EXERCISE BRIEF:
Print the listing below exactly.

EXERCISE MATERIALS:
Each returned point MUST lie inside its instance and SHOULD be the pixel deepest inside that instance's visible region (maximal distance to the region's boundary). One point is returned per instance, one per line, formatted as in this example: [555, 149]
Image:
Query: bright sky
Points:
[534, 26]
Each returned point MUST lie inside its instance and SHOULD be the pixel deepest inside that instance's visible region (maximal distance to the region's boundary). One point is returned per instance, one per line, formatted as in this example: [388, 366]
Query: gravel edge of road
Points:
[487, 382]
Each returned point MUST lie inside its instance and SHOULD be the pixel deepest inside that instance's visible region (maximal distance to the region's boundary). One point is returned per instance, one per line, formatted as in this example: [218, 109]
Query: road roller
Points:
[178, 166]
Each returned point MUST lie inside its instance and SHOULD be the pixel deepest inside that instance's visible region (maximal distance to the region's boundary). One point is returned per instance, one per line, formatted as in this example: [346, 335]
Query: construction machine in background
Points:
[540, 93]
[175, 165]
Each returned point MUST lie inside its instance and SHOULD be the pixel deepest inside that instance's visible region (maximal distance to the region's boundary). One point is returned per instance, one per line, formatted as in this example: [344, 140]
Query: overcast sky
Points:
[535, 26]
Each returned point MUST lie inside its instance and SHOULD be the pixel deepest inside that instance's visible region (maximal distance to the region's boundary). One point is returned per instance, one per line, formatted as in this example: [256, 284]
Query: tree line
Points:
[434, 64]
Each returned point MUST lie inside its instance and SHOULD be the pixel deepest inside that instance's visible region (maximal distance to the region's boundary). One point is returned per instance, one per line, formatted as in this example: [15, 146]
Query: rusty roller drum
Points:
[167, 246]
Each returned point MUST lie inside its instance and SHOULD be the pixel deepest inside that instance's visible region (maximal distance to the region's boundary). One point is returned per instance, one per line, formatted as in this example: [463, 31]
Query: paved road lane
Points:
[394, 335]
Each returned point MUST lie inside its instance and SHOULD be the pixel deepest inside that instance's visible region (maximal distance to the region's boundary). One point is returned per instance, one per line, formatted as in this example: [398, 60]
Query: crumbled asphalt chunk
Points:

EXERCISE OUTPUT:
Each returned point MUST lie inside its instance and SHOULD be the pixel deepest inside that instance's visible region (maximal distance to the region's boundary). One point is returned per instance, one per line, formatted as in this example: [555, 149]
Image:
Query: bright sky
Points:
[534, 26]
Each returned point MUST lie inside its instance and SHOULD be the pixel deepest inside that instance's visible region (maximal distance to the region's boundary). One point is returned per instance, one per line, formatted as in this example: [388, 366]
Query: gravel edge of road
Points:
[487, 382]
Each returned point MUST lie inside its instance and SHOULD be the pixel deepest inside that instance's visible region (maximal distance to the region's boundary). One point is returned per instance, one per line, formatted as in this example: [218, 109]
Query: road roller
Points:
[178, 166]
Each returned point MUST lie inside its instance and SHOULD be the pixel deepest inside that instance's visible region (maximal distance to the region's boundary). One point is returned per instance, one per line, formatted as in this example: [346, 335]
Query: construction machine in background
Points:
[540, 93]
[175, 165]
Each returned point MUST lie inside its instance and SHOULD be the pixel deepest inside that instance's visible region (maximal distance to the region's boundary). One point is returned per instance, one per line, formatted as in this example: [344, 140]
Query: overcast sky
Points:
[535, 26]
Each returned point MUST lie inside its instance and SHOULD be the pixel deepest inside that instance's visible region (maximal distance to the region's boundary). One point is returned per instance, one per line, formatted as in this example: [256, 284]
Query: tree line
Points:
[434, 64]
Each returned point MUST lie inside its instance and SHOULD be the pixel deepest inside that instance's visible region (maximal distance to the region's boundary). One point is returned per instance, one per line, formatted as in this example: [15, 146]
Query: rusty roller drum
Points:
[167, 246]
Each returned point MUST lie inside its instance and SHOULD be the pixel deepest inside that instance's visible region (maximal distance to the region's boundary). One point is returned per instance, one per line, formatted as in this example: [463, 31]
Query: paved road lane
Points:
[394, 335]
Each returned point MUST lie inside its instance and SHOULD be the pixel deepest inside that instance's visible region (maximal distance to the region's boundary). One point is returned per instance, one per line, formatted as in this example: [398, 60]
Query: crumbled asphalt chunk
Points:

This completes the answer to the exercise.